Activity »
Among the lines below, which ones contain the word "tree"? Copy every such line.

Referring expression data
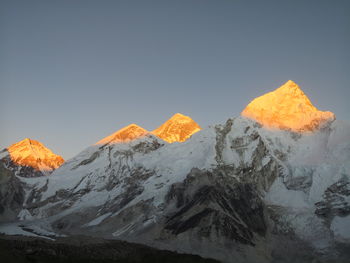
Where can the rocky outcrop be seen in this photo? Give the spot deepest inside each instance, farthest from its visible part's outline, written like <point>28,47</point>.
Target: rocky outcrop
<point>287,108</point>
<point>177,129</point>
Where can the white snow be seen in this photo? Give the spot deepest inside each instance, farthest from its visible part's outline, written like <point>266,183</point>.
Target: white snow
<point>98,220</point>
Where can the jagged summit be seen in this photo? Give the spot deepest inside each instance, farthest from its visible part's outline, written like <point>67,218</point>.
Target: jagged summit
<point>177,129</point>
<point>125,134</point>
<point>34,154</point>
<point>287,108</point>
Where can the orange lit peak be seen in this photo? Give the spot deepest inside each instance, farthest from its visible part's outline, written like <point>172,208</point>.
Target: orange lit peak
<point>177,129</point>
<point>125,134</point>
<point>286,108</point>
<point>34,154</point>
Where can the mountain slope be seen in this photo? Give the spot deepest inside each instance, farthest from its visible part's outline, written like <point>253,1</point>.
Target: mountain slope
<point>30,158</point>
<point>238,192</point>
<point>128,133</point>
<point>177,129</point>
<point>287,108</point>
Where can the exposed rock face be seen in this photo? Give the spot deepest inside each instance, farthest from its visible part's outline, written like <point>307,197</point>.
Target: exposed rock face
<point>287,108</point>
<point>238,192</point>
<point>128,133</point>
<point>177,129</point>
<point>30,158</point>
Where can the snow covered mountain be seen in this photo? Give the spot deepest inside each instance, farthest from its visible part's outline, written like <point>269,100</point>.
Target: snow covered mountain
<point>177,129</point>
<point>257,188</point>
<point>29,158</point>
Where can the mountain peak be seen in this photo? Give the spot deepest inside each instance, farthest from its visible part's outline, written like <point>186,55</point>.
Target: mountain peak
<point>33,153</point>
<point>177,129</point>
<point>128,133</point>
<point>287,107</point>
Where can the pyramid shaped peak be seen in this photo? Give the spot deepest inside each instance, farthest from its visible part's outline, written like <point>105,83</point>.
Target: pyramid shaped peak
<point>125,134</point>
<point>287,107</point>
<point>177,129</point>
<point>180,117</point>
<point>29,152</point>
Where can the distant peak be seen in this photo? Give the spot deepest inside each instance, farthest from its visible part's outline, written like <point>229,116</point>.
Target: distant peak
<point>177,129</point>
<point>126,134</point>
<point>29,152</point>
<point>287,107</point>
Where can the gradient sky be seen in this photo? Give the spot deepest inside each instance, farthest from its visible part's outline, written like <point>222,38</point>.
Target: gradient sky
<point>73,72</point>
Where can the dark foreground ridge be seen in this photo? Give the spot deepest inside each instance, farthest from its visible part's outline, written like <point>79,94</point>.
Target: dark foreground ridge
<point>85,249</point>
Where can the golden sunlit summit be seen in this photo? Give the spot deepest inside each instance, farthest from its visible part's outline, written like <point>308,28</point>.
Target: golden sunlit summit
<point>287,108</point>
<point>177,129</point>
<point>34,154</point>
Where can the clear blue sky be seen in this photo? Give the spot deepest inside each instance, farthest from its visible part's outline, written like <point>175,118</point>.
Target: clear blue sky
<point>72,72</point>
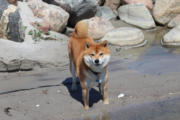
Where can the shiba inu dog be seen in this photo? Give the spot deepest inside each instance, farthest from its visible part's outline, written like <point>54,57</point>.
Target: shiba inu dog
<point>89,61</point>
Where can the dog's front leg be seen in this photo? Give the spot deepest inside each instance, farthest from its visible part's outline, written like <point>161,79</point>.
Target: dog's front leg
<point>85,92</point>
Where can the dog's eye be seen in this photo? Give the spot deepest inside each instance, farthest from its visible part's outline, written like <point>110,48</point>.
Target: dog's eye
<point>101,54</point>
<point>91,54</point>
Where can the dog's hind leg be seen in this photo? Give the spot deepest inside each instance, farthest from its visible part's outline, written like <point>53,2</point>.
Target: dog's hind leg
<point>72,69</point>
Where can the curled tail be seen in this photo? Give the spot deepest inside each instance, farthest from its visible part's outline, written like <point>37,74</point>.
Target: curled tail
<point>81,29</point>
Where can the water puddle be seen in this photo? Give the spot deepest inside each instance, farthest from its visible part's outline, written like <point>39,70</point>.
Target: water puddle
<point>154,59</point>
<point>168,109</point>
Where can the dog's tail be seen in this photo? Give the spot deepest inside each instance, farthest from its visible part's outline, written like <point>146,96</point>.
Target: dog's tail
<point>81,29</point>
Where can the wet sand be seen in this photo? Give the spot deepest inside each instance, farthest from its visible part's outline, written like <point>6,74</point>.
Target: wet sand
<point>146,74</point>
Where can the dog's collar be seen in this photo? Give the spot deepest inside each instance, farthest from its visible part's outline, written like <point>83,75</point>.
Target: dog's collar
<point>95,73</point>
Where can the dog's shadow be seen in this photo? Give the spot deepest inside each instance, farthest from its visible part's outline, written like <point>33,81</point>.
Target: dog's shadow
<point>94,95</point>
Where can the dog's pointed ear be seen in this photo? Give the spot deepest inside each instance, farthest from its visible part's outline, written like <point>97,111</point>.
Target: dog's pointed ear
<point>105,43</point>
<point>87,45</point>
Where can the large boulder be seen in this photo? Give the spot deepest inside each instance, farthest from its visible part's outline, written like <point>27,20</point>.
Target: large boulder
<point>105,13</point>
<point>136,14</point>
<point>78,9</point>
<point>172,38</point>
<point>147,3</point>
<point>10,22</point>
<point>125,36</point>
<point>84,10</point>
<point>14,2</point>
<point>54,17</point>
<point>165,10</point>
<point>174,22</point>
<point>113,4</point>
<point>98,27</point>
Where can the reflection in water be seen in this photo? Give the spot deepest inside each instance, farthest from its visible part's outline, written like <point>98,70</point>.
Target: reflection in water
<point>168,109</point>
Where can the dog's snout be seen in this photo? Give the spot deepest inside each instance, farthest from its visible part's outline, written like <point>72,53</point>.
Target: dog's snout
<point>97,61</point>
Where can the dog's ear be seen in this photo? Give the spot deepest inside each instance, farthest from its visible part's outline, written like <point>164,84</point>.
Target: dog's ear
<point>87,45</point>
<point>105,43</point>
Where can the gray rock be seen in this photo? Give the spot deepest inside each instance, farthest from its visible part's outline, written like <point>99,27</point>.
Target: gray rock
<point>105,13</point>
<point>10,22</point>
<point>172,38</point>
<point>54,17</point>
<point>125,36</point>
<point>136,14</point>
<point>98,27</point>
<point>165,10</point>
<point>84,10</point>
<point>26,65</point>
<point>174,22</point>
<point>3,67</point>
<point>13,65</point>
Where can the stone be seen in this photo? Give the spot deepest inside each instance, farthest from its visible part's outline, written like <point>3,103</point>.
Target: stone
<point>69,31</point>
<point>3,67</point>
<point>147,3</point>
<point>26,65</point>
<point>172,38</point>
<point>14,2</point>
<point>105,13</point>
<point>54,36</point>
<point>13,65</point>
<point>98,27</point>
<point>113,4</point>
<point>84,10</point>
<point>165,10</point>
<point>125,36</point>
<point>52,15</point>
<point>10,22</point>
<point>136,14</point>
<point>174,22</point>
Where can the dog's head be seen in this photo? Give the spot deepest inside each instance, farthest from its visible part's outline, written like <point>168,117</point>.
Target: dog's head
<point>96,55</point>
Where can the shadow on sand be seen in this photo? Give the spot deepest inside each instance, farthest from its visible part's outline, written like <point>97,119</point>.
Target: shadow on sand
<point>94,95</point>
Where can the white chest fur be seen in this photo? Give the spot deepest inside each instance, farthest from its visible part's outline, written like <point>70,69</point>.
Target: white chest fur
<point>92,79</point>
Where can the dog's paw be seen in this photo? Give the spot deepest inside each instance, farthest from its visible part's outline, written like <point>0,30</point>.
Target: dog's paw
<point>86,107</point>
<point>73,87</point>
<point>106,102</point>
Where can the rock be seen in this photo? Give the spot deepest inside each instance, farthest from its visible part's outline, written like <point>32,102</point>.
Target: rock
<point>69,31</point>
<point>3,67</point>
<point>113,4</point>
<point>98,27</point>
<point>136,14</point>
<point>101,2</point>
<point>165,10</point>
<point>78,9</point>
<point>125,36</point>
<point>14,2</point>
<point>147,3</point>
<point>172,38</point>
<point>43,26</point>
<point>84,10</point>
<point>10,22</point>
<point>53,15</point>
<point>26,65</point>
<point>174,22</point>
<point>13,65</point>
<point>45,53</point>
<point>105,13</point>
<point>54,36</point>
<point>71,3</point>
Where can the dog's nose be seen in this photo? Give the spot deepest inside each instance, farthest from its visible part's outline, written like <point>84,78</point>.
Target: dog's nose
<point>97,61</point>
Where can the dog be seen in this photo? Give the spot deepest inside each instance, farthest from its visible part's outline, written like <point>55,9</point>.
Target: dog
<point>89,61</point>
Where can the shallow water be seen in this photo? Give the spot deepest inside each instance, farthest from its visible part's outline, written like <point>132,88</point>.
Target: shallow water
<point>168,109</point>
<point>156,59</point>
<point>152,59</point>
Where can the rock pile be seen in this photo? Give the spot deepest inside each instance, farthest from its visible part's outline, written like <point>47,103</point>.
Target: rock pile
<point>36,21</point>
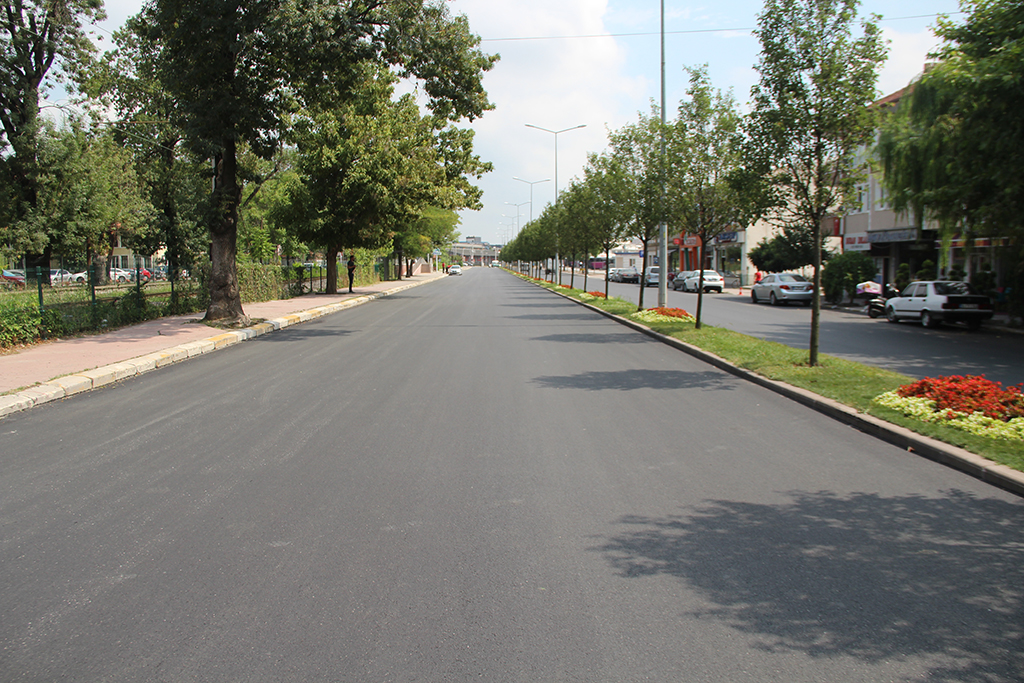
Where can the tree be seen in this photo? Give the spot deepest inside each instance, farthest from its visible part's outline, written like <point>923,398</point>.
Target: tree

Output »
Where can the tree be seen in this photo? Give the spot deepest inside each instance, farthest from its visible part's outline, written like <point>923,398</point>.
Target: tree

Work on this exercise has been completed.